_Consigne donnée 1_. Indiquez s'il vous plaît si chacune des affirmations suivantes concorde avec l'extrait de page, en répondant par oui ou non et en citant les mots décisifs du texte : (a) la déclaration de Mme Hivon porte sur le projet de loi n° 5 ; (b) Mme Hivon dit avoir entendu la totalité du point de presse du premier ministre Legault ; (c) la rencontre a lieu dans la salle Bernard-Lalonde.
_Consigne donnée 2_.
Répondez à ces questions d'après l'extrait de page, une réponse par ligne :
(a) À quelle heure la rencontre commence-t-elle ?
(b) Sur quoi porte le projet de loi dont parle Mme Hivon ?
(c) Outre la faisabilité de l'engagement, de quoi faut-il aussi beaucoup parler selon Mme Hivon ?
_Consigne donnée 3_. Récrivez le passage de l'extrait de page qui commence aux mots « Mme Hivon : Bonjour. » et s'arrête après « concerne les maternelles quatre ans. », en remplaçant « réagir formellement » par « réagir officiellement ».

_Extrait de page_.

------------------------

Thursday, February 14, 2019, 15 h 20

Salle Bernard-Lalonde (1.131), hôtel du Parlement

(Quinze heures vingt minutes)

Mme Hivon : Bonjour. Alors, je souhaitais réagir formellement à la présentation du projet de loi n° 5 du gouvernement, le projet de loi qui concerne les maternelles quatre ans.

D'abord, j'ai entendu le point de presse en partie du premier ministre Legault et j'ai envie de dire au premier ministre Legault qu'avoir de l'ambition pour nos tout-petits, ce n'est pas avoir une obsession pour les maternelles quatre ans, avoir de l'ambition pour nos tout-petits au Québec, pour l'avenir de notre société au Québec, ce n'est pas de mettre tous nos oeufs dans le seul panier des maternelles quatre ans, c'est justement de déployer un ensemble de moyens pour les accompagner le mieux possible dès leur plus jeune âge. Et on a beaucoup parlé de la faisabilité de cet engagement-là, mais je pense qu'il faut parler beaucoup aussi de l'opportunité de ce choix-là de société parce que ce n'est pas banal, comme choix, ce qui est en train de se jouer en ce moment, avec cette espèce d'obsession pour les maternelles quatre ans.

------------------------

_Informations extraites_.
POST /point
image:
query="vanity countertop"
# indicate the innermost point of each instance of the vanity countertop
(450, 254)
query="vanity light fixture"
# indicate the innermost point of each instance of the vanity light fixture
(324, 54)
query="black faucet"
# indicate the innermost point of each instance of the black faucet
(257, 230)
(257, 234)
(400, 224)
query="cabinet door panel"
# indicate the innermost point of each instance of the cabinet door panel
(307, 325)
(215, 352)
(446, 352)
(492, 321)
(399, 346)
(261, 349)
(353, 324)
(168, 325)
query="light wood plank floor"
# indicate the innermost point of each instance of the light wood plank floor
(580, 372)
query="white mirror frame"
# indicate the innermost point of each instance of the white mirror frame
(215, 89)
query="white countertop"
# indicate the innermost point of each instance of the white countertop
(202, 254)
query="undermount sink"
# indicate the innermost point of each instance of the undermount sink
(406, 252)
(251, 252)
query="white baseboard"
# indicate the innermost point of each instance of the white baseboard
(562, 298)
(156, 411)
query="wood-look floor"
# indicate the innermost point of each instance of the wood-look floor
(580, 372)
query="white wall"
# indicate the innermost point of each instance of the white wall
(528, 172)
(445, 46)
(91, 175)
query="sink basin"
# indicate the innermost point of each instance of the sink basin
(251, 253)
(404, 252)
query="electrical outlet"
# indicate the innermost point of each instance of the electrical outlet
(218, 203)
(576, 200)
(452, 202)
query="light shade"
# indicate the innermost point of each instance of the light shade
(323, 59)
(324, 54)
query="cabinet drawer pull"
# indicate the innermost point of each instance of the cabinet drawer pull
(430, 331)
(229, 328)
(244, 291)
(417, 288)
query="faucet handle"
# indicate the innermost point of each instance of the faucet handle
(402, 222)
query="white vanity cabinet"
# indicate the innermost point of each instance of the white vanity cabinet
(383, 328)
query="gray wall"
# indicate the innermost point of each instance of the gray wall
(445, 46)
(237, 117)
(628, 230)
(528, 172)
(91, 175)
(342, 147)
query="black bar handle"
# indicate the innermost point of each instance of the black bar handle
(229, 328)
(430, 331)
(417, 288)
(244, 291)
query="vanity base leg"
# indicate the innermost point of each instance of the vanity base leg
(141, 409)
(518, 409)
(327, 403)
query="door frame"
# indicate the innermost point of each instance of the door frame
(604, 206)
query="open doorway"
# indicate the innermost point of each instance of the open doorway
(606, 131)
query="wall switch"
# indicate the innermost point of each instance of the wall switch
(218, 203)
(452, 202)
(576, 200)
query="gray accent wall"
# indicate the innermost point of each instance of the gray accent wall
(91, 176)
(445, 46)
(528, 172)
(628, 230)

------------------------

_Résultat attendu 1_.
(a) Oui : « la présentation du projet de loi n° 5 du gouvernement »
(b) Non : « j'ai entendu le point de presse en partie du premier ministre Legault »
(c) Oui : « Salle Bernard-Lalonde (1.131), hôtel du Parlement »

_Résultat attendu 2_.
(a) À 15 h 20 (quinze heures vingt minutes).
(b) Sur les maternelles quatre ans.
(c) De l'opportunité de ce choix-là de société.

_Résultat attendu 3_.
Mme Hivon : Bonjour. Alors, je souhaitais réagir officiellement à la présentation du projet de loi n° 5 du gouvernement, le projet de loi qui concerne les maternelles quatre ans.